My son spent a couple of years in Taiwan and went to Thailand.  He thought the beaches were gorgeous.  My neighbor went on an African safari. I went on an Alaskian cruise, they have some timeshares in Alaska now.  I took extra coats and hats and when we went fishing I was in a short sleve shirt, hot.  My co worker went to Scotland last year and for a non traveler type person he loved it.  Another co worker went to England, and surrounding areas all on timeshares and now this year he is going to Ireland.  Another coworker hiked a mountain in Argentina.


----------



## Kazakie (Apr 19, 2006)

How have we not mentioned the Niagara Region (the falls, wine tasting, great lakes, Toronto, etc)?  My uncle also timeshared in Lake Placid - marvelous, simply marvelous (he said).


----------



## funtime (Apr 20, 2006)

I am sorry to hear that your husband has apparently ruled out an entire country.  We love the Pueblo Bonito Sunset Beach in Cabo.  For an urban treat, why not try San Francisco or Napa Valley wine country?  Funtime


----------



## fnewman (Apr 20, 2006)

We have only been in timesharing a relatively few years, but have at least sampled most of the regions in the US and caribbean (some via cruises).  Our next move will be to exchange into England, Ireland, Scotland, the coast of Spain and perhaps Tenerife or other Canary Islands - I understand that area is where lot of the Europeans go instead of coming to the caribbean.  It makes me a bit nervous, but I suspect we wil head in that direction as early as next year!


----------



## Darlene (Apr 20, 2006)

We live in Salt Lake, and have the advantage of hiking, and skiing right here.  That's why we have gone to so many National Parks, and western cities.  I am from NC, and miss the beach so much!  Unfortunately, my husband hates not understanding Spanish, and we have had some unfortunate experiences as a result.  I would love some more urban adventures, my favorite being Washington, DC, but there just are not enough t/s available (closest availabilty being Williamsburg).  We do have Marriott points we can use for hotel stays, but that still leaves me with 3+ weeks to use.  I love the idea of going to Europe, but not the price and time it takes to fly there.  So with so many wonderful suggestions I have decided we really need to do ---
1) Alaska - kind of in our back yard.

•••

§ Required work:
[a] For each statement below, say whether it agrees with the timeshare travel thread. Answer yes or no, and quote the words of the thread that decide it.
(i) The writer who took an Alaskan cruise wore a short-sleeve shirt while fishing.
(ii) Darlene lives in Salt Lake.
(iii) fnewman has already exchanged into England.
[b] Carry the timeshare travel thread forward from its last line, continuing the numbered list.

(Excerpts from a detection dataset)
•••

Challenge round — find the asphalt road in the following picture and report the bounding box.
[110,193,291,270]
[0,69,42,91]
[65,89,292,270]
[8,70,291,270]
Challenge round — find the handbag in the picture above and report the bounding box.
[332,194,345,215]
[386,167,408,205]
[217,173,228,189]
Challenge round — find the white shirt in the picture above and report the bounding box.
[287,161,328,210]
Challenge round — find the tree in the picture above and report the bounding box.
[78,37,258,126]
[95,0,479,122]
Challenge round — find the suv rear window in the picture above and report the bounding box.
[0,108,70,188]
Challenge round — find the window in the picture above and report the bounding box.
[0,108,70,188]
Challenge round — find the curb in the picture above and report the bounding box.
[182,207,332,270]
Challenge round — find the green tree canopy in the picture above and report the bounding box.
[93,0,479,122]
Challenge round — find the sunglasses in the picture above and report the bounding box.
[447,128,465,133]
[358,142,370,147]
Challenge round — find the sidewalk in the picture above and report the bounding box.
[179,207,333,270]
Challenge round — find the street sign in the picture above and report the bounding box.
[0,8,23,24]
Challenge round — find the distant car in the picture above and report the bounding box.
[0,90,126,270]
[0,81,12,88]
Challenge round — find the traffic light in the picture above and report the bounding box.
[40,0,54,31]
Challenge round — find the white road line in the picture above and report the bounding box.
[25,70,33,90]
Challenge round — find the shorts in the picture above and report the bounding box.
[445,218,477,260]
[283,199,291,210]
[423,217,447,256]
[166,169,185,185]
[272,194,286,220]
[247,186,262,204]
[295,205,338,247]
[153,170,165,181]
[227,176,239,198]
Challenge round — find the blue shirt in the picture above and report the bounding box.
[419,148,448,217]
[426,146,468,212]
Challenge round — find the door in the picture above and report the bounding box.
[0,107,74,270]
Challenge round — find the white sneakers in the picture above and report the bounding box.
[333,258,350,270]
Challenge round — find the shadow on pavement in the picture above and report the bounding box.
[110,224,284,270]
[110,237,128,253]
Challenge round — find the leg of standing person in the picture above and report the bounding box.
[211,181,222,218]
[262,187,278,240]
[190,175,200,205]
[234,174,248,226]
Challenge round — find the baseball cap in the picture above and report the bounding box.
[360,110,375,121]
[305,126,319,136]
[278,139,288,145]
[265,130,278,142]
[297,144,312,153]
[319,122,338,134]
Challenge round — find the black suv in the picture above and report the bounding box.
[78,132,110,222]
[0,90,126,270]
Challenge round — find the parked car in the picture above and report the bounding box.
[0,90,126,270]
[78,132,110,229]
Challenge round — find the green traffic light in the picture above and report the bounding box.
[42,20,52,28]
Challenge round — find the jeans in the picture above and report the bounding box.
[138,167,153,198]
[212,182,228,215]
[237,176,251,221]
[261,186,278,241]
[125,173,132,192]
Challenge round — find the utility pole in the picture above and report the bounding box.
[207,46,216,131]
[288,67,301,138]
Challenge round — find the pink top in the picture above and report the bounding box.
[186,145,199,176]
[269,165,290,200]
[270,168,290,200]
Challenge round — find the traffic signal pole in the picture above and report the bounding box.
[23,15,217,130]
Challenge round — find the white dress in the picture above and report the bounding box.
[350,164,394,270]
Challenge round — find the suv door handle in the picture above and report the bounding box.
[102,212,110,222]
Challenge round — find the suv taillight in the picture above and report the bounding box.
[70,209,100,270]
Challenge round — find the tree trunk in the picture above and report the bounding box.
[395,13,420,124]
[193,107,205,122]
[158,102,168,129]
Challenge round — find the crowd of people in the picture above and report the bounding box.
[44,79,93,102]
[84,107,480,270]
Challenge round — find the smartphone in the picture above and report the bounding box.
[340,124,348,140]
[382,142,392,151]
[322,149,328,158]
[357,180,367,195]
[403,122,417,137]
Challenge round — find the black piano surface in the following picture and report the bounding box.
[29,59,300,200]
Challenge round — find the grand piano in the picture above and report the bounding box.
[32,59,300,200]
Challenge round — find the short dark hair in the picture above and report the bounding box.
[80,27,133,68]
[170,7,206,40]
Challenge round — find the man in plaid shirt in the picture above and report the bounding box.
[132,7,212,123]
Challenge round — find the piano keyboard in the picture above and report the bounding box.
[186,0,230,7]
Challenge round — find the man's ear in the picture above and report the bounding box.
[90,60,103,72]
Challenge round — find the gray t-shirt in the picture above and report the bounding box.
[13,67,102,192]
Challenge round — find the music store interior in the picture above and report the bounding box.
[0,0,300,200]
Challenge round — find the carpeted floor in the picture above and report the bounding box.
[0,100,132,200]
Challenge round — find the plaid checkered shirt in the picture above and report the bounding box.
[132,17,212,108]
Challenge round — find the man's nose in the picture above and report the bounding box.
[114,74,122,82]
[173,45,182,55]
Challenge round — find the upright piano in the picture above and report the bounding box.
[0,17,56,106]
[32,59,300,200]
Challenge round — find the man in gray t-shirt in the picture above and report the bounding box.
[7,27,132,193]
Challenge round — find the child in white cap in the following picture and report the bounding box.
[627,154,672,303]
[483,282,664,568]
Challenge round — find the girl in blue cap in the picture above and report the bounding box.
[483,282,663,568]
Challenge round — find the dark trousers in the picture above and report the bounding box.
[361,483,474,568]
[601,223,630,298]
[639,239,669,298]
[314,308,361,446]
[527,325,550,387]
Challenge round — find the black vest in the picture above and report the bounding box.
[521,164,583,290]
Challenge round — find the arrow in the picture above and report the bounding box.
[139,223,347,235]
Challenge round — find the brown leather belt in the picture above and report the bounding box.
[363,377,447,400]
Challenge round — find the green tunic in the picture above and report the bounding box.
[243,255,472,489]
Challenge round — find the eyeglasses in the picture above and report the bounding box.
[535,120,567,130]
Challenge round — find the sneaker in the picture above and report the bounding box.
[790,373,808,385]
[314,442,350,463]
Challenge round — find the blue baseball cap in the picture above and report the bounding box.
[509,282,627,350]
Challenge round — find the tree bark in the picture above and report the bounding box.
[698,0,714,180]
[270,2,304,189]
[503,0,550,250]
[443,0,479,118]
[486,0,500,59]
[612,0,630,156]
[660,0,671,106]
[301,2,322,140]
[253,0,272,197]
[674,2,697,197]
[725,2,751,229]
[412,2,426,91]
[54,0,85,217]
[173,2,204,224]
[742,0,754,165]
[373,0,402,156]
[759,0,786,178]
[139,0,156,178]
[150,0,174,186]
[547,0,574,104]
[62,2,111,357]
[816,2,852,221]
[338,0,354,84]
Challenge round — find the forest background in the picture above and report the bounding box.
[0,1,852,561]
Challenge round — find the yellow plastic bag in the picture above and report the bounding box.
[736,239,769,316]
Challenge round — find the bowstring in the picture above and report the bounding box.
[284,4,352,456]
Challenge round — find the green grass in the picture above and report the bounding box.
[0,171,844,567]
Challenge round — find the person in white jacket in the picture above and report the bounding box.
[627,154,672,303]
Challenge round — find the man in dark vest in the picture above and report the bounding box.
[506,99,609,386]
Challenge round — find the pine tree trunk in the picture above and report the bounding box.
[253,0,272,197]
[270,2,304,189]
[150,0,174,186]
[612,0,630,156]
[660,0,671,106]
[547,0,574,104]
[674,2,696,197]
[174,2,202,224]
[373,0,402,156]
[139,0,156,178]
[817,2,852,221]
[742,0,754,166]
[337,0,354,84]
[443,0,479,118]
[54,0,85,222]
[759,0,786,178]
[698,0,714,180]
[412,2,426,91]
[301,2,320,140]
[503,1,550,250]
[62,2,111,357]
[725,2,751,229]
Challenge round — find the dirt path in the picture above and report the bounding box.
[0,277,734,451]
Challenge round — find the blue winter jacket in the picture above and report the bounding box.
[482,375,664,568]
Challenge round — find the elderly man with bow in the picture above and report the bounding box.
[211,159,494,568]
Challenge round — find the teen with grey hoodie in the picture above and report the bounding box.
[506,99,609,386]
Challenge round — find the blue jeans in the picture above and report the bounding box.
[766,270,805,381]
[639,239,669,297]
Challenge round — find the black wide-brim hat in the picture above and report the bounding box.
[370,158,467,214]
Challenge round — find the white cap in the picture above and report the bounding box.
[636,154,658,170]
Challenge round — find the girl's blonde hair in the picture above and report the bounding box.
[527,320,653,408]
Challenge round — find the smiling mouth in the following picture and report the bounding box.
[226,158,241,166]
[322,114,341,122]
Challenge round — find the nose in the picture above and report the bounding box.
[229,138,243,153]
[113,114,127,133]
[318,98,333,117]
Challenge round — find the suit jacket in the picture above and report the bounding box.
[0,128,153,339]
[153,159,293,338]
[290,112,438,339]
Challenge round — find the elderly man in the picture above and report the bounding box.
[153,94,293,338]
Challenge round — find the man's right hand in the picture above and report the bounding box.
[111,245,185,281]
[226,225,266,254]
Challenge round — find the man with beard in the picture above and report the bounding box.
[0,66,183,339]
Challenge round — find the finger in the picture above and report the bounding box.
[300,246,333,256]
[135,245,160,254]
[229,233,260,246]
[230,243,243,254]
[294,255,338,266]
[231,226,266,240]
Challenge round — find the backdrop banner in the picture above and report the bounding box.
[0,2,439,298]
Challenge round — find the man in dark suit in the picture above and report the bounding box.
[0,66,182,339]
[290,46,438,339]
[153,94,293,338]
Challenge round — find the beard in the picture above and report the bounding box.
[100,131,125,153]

•••

§ Expected results:
[a]
(i) Yes: "when we went fishing I was in a short sleve shirt, hot."
(ii) Yes: "We live in Salt Lake, and have the advantage of hiking, and skiing right here."
(iii) No: "Our next move will be to exchange into England, Ireland, Scotland, the coast of Spain and perhaps Tenerife or other Canary Islands"

[b]
2) Niagra Falls - but I'm not sure about t/s availabilty closeby
3) Costa Rica - maybe with Marriott points
4) Scotland
6) Paris - Use Marriott points
7) Florida - I have been to alot of beaches on the east coast.  I would like to find something in the keys or west coast so we could see the everglades.  Do the beaches have waves on the west coast?


----------



## huestous (Apr 20, 2006)

Let me be the first to add, in all seriousness, that I envy your problem...


----------



## lawren2 (Apr 20, 2006)

Darlene} So with so many wonderful suggestions I have decided we really need to do ---
1) Alaska - kind of in our back yard.
2) Niagra Falls - but I'm not sure about t/s availabilty closeby
3) Costa Rica - maybe with Marriott points
4) Scotland
6) Paris - Use Marriott points
7) Florida - I have been to alot of beaches on the east coast.  I would like to find something in the keys or west coast so we could see the everglades.  Do the beaches have waves on the west coast?[/QUOTE said:
			
		

> Alaska = no timeshares
> 
> Niagra Falls = no timeshares
> 
> SW Florida = don't try for first quarter


----------



## Darlene (Apr 20, 2006)

We would probably use Marriott points to do an Alaska cruise.  My teenager is not happy about this, she says there are no young people.  So I am going to see if certain Alaska cruises have teenagers???I don't know what to do about Niagra Falls - maybe Residence Inn again with points like Art did in San Antonio.  I can see where this is going - this still leaves me with t/s weeks.  Lawren, Why not try for first quarter with SW Florida?


----------



## Jimster (Apr 20, 2006)

There's a Fairfield in DC.


----------



## talkamotta (Apr 20, 2006)

Its always nice to see people from Utah.  

The beaches on the Gulf Coast dont have the waves that the Atlantic Coast does. They are still so very nice.  I will have to put another bid in for Alaska, we went on the cruise and I thought it was a good way to see it, that doesnt help you with timeshares.  My sons work has 2 main headquarters, Boise and Amsterdam, needless to say he loves Amsterdam. Sometimes I see better flights to Europe than I do to Hawaii. My co worker did his whole Europe trip on Marriot points and timeshares.


----------



## Darlene (Apr 21, 2006)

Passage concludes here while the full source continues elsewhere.